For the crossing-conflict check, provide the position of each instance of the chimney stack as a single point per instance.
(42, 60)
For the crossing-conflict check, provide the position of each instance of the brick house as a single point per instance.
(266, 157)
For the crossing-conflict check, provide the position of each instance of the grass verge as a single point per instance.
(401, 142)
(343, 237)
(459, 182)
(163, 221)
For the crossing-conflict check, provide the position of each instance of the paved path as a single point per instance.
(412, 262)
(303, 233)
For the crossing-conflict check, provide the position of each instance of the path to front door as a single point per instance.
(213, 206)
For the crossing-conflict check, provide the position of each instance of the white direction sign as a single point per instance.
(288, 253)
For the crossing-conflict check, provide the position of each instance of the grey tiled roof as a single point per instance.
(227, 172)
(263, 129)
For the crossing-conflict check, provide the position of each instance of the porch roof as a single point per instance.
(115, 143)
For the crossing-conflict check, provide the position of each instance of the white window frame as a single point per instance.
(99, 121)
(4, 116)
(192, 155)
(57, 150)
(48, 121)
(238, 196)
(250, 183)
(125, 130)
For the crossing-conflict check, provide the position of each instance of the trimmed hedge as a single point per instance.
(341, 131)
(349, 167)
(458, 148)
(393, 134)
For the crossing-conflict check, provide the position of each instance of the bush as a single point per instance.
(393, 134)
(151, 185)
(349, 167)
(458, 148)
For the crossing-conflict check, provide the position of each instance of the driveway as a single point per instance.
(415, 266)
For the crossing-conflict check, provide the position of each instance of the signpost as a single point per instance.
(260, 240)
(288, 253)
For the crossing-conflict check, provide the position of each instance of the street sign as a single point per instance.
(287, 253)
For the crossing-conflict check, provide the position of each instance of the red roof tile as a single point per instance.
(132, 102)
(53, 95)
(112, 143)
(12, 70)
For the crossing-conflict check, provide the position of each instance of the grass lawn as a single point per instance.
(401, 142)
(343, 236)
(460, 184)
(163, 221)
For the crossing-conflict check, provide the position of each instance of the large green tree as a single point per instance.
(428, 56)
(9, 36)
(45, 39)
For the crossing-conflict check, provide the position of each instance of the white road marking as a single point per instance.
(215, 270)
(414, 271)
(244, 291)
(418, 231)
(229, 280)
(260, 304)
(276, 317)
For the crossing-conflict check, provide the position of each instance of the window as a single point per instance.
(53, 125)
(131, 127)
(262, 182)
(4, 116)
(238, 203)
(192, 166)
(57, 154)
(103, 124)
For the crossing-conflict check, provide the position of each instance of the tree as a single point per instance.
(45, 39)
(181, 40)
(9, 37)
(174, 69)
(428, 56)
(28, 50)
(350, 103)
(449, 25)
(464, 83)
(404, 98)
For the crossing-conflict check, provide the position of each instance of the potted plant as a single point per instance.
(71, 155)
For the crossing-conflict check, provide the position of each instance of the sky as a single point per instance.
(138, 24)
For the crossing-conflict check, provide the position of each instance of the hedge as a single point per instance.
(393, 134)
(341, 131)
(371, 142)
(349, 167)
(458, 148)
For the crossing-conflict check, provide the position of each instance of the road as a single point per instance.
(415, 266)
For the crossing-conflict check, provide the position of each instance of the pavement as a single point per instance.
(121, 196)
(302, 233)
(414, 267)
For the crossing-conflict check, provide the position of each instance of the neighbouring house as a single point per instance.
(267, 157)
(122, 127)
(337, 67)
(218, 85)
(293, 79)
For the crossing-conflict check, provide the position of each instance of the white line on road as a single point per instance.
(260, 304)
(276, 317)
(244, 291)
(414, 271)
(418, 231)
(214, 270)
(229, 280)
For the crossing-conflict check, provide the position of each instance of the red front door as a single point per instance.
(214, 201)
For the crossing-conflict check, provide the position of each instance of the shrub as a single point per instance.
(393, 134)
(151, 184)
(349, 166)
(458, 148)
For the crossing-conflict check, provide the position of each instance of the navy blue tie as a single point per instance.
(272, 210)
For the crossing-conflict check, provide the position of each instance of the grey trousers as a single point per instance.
*****
Your instructions:
All of the data should be retyped exactly.

Written solution:
For the crossing-conflict check, provide the position of each instance of the chimney stack as a single point per instance.
(42, 60)
For the crossing-conflict check, provide the position of each instance of the brick house as a single point per instance.
(266, 157)
For the crossing-conflict check, provide the position of each instance of the grass verge as a single point per instance.
(401, 142)
(343, 237)
(459, 182)
(163, 221)
For the crossing-conflict check, provide the position of each instance of the paved path as a single point per instance.
(412, 262)
(303, 233)
For the crossing-conflict check, provide the position of each instance of the path to front door as a single point per instance.
(213, 206)
For the crossing-conflict check, provide the position of each instance of the white direction sign as a single point per instance.
(288, 253)
For the crossing-conflict check, provide the position of each instance of the grey tiled roof as a single point per instance.
(227, 172)
(263, 129)
For the crossing-conflict check, provide the position of each instance of the porch roof as a single point per instance.
(115, 143)
For the crossing-conflict check, provide the position of each instance of the white window frame as a single point per instance.
(99, 121)
(4, 116)
(192, 155)
(57, 150)
(48, 121)
(238, 196)
(250, 183)
(125, 130)
For the crossing-conflict check, provide the position of each instance of the trimmed hedge as a single point per instance.
(341, 131)
(349, 167)
(458, 148)
(393, 134)
For the crossing-conflict check, provide the position of each instance of the bush as a single point per instance.
(393, 134)
(151, 185)
(349, 167)
(458, 148)
For the crossing-conflict check, provide the position of each instance of the driveway as a single point per instance.
(415, 266)
For the crossing-conflict check, provide the position of each instance of the signpost as a single point per instance.
(260, 240)
(288, 253)
For the crossing-conflict check, provide the position of each instance of the street sign as a single point per instance.
(287, 253)
For the crossing-conflict check, provide the position of each instance of the red roof tile as a single point per instance.
(132, 102)
(53, 95)
(112, 143)
(12, 70)
For the crossing-conflict check, provide the position of each instance of the grass lawn as a single point per instance.
(401, 142)
(343, 236)
(460, 184)
(163, 221)
For the crossing-conflict check, provide the position of each instance of the large green tree as a single point per instance.
(428, 56)
(9, 36)
(45, 39)
For the crossing-conflict check, provide the position of each instance of the white road marking as a single point per instance.
(215, 270)
(414, 271)
(244, 291)
(418, 231)
(229, 280)
(260, 304)
(276, 317)
For the crossing-conflict check, provide the position of each instance of the window as a single point per instance.
(53, 125)
(131, 127)
(262, 182)
(4, 116)
(238, 203)
(192, 166)
(57, 154)
(103, 124)
For the crossing-conflict check, provide the position of each instance of the tree as a single point per instance.
(45, 39)
(181, 40)
(9, 37)
(174, 69)
(428, 56)
(28, 50)
(350, 103)
(449, 25)
(464, 83)
(404, 98)
For the crossing-conflict check, provide the position of each instance of the potted plant as a single point per instance.
(71, 155)
For the crossing-conflict check, provide the position of each instance of the sky as a single point per instance.
(138, 24)
For the crossing-conflict check, provide the position of each instance of the hedge as a single point per instance.
(393, 134)
(341, 131)
(371, 142)
(349, 167)
(458, 148)
For the crossing-conflict check, provide the position of each instance of the road as a single point per instance.
(415, 266)
For the crossing-conflict check, provide the position of each instance of the pavement as a single point per instance.
(121, 196)
(302, 233)
(414, 267)
For the crossing-conflict check, provide the position of each instance of the neighbouring house as a single point per instance.
(267, 157)
(122, 127)
(337, 67)
(218, 85)
(293, 79)
For the crossing-conflict check, provide the position of each instance of the white line on road as a single point per instance.
(260, 304)
(276, 317)
(244, 291)
(414, 271)
(418, 231)
(214, 270)
(229, 280)
For the crossing-conflict check, provide the position of each instance of the red front door as a single point per instance.
(214, 201)
For the crossing-conflict check, provide the position of each instance of the shrub as a single point per instance.
(393, 134)
(151, 184)
(349, 166)
(458, 148)
For the crossing-conflict check, provide the position of each instance of the navy blue tie as a single point per instance.
(272, 210)
For the crossing-conflict check, provide the position of each instance of the grey trousers as a single point per instance.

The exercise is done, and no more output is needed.